* **EXTRACTED TEXT**
************
MICHAEL WOLSEY: Dear old Ireland is pricing itself out of the market
It may be a decent summer, after all, for the tourist industry in rural and coastal Ireland. But summer in the city is going to be pretty quiet. That’s the verdict of Fáilte Ireland, which gave a briefing last week on its projections for the season.
“It’s going to be a bit of a year of two halves,” said director of marketing, Niall Tracey. “We’re going to have a summer where large parts of the country actually do very well … but the cities are struggling and will continue to struggle.”
Mr Tracey suggested there would be good availability in the cities with the chance, perhaps, to bag a bargain.
That has not been my experience. I found it almost impossible to book accommodation for a family holiday in or around our cities – and that was three months ago when there was no certainty about what would open or when.
Even then, there were no city bargains to be bagged.
My requirements were not entirely typical but neither were they very unusual. Let me explain.
Every summer, for several years now, I have enjoyed a holiday in the sun with my family – three generations, at least eight of us, 12 if we all make it.
We look for a house with a pool and barbecue area, within walking distance of at least a couple of shops and cafés and not too far from a town. It’s a bit of a luxury, I guess, but not all that expensive when the cost is split across four family groups.
Last July we should have been in Malta but Covid had other ideas. The very helpful proprietor agreed to rebook our stay in her beautiful villa for this year but the uncertainty around foreign travel forced us to cancel again, and we have now made a reservation for 2022.
So, in March I started looking for an Irish substitute: a house with at least four bedrooms. Since our interests range across several age groups, I thought it might be nice to have a city on our doorstep. Easy, I thought; weren’t the cities crying out for tourists?
************
* **DATA**
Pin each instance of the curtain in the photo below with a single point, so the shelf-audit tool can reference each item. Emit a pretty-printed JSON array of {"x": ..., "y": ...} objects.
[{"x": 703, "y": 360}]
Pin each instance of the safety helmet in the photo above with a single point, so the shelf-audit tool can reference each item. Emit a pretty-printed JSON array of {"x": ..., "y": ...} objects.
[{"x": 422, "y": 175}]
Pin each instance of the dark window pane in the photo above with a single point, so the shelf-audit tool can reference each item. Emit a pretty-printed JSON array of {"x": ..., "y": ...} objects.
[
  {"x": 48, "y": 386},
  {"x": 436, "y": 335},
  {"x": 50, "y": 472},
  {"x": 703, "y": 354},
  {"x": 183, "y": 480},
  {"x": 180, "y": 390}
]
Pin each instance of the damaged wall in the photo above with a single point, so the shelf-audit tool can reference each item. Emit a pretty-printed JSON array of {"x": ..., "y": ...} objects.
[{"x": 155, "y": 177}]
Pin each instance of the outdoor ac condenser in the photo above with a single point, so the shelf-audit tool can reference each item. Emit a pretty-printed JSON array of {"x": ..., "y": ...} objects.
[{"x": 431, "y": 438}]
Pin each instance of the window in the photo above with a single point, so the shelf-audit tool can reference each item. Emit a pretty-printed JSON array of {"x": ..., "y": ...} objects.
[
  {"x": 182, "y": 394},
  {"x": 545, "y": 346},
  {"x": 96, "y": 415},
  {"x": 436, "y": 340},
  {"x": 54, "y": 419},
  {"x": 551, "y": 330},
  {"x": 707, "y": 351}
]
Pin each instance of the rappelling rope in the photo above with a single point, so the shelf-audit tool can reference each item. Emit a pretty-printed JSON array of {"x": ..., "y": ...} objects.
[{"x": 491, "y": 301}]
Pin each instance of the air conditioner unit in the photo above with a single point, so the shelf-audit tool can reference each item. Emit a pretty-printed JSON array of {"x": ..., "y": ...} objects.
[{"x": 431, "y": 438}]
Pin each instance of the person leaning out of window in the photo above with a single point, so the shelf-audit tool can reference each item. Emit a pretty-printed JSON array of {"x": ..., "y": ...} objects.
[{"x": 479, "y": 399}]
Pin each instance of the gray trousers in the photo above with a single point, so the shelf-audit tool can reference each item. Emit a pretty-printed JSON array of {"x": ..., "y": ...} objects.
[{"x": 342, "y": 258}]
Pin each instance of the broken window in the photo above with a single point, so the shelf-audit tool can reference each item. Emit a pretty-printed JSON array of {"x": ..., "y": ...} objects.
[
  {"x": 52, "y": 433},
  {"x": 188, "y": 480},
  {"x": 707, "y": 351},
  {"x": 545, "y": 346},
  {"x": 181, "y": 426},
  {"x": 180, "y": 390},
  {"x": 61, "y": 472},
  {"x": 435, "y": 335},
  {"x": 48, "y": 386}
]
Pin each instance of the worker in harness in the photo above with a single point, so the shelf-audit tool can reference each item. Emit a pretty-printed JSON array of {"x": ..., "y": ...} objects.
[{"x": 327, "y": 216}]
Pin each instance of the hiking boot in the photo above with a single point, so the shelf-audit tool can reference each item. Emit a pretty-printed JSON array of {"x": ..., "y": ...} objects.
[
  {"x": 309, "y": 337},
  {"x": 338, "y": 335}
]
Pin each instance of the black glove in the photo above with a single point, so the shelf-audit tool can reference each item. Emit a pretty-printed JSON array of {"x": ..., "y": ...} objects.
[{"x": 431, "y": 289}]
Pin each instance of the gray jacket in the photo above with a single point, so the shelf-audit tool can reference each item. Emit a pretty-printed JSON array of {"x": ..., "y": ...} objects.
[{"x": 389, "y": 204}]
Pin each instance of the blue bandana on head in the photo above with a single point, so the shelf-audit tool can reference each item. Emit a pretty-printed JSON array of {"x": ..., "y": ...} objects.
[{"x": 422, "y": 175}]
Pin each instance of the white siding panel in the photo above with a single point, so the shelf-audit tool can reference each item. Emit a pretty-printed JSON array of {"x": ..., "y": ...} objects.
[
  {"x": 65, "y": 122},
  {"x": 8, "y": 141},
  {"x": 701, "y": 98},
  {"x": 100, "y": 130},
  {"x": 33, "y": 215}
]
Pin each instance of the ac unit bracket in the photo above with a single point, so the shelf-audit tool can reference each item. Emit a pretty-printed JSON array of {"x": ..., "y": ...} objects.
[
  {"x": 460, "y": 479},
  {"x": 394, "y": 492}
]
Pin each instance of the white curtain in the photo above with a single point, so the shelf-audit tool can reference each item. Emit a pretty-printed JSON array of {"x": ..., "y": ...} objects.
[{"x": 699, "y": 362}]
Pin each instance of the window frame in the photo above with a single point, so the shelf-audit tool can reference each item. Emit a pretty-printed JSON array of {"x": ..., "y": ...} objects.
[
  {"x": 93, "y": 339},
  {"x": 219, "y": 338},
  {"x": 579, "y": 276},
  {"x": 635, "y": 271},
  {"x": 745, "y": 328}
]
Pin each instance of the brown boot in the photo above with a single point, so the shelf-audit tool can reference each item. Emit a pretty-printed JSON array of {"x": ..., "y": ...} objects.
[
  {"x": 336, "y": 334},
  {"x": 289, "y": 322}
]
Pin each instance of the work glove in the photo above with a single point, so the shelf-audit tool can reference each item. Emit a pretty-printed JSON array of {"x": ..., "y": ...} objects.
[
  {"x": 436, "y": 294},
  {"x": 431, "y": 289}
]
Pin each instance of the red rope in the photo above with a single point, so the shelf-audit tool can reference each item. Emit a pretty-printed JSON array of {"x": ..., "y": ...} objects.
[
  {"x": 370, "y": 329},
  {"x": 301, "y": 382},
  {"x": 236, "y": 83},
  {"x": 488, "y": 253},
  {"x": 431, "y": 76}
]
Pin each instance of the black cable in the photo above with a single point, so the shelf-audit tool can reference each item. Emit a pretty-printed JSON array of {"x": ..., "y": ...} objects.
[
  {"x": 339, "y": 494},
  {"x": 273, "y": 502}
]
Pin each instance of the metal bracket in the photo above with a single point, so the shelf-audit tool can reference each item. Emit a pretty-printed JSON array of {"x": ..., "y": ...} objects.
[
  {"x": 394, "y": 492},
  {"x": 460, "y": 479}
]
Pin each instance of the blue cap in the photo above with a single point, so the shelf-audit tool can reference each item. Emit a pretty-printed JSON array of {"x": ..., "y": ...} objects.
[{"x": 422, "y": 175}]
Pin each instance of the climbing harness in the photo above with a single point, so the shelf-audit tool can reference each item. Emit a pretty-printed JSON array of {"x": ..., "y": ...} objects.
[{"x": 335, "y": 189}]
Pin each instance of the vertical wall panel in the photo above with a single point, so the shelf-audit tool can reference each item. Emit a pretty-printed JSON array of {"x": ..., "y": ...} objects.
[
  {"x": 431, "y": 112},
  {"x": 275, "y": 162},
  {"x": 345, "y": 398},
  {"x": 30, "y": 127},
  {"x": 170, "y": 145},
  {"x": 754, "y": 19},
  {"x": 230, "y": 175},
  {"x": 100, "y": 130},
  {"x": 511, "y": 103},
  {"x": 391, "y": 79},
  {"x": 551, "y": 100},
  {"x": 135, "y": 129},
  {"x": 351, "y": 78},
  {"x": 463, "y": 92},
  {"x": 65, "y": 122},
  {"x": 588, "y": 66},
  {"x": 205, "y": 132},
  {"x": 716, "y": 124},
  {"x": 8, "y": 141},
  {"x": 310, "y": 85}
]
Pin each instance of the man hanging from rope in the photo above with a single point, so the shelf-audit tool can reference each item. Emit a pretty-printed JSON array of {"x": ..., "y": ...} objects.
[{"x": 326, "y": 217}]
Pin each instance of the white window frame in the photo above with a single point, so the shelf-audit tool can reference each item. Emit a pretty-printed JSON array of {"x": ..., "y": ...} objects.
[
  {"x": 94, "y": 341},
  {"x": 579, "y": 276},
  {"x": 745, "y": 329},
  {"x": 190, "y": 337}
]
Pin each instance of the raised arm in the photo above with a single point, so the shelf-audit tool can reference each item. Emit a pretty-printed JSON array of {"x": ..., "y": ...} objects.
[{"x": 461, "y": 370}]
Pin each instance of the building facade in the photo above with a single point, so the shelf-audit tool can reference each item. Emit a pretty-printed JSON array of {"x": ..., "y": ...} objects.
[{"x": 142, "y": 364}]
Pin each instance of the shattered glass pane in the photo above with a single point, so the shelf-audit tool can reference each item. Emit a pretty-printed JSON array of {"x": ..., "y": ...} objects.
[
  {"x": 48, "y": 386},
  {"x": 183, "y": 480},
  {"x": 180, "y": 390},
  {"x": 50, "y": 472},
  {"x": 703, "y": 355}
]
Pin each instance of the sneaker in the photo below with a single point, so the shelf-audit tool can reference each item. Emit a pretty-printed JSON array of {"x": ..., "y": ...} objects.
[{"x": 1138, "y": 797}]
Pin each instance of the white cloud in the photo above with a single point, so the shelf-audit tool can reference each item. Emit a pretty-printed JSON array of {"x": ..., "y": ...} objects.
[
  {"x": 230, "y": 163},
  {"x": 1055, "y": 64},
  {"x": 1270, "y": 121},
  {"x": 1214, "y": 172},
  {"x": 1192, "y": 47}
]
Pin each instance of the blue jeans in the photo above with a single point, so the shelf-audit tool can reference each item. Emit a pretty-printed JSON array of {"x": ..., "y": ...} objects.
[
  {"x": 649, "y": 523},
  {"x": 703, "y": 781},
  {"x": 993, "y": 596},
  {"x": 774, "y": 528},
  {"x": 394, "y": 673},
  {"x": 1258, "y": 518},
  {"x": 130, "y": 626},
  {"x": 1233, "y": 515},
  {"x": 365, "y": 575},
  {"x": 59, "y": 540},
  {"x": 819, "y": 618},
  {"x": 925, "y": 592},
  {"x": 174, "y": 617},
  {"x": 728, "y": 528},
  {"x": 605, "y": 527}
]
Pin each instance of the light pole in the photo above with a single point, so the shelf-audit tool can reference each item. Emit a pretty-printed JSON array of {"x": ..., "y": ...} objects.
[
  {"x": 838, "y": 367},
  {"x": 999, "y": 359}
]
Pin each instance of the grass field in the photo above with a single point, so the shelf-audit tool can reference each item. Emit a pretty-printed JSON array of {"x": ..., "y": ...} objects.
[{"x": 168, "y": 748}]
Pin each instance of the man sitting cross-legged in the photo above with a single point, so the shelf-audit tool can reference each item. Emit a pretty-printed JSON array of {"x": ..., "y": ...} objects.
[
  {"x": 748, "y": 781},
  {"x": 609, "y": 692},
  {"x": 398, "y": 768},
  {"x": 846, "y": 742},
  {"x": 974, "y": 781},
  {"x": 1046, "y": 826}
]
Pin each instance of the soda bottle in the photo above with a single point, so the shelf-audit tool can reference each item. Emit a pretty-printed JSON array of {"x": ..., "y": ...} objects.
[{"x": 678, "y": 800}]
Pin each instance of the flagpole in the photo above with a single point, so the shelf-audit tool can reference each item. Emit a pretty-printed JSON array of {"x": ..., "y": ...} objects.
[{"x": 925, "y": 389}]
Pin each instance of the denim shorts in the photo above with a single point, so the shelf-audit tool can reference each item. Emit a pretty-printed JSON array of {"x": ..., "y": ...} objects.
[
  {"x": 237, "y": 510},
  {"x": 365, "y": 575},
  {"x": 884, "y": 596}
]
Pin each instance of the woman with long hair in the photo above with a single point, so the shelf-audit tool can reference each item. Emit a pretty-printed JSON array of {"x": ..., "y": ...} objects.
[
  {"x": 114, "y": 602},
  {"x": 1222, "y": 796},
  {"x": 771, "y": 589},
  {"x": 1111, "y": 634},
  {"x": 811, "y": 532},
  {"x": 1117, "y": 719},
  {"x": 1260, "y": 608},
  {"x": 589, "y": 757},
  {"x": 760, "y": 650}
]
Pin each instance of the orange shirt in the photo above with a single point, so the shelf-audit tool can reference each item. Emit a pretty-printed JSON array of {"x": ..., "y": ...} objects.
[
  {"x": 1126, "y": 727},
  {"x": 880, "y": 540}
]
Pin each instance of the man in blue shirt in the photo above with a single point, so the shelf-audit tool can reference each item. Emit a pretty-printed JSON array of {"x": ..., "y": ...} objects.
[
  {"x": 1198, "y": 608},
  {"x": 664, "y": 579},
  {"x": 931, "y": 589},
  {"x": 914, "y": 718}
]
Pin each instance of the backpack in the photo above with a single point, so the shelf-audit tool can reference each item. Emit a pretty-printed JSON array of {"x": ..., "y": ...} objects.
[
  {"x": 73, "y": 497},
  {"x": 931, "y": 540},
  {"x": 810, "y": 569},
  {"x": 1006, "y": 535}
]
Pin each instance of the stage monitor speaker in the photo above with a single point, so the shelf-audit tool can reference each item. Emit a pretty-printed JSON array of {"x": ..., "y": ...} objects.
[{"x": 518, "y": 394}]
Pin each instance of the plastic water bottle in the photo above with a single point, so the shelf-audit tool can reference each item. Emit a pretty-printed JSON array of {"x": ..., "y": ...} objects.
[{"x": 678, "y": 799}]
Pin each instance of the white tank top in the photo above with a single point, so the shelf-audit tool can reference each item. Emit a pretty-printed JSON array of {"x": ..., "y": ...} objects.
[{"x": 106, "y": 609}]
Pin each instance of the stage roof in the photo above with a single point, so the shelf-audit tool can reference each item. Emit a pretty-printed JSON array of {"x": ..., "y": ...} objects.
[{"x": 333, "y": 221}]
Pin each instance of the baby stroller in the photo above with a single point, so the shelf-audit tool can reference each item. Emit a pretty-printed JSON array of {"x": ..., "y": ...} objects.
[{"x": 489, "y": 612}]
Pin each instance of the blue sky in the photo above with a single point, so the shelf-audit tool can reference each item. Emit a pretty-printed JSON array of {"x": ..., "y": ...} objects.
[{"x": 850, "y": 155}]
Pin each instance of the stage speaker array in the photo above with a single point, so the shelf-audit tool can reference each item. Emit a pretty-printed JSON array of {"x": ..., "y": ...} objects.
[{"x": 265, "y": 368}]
************
Can you transcribe the part of the Ireland tourism column between "Every summer, for" and "all make it.", inclusive?

Every summer, for several years now, I have enjoyed a holiday in the sun with my family – three generations, at least eight of us, 12 if we all make it.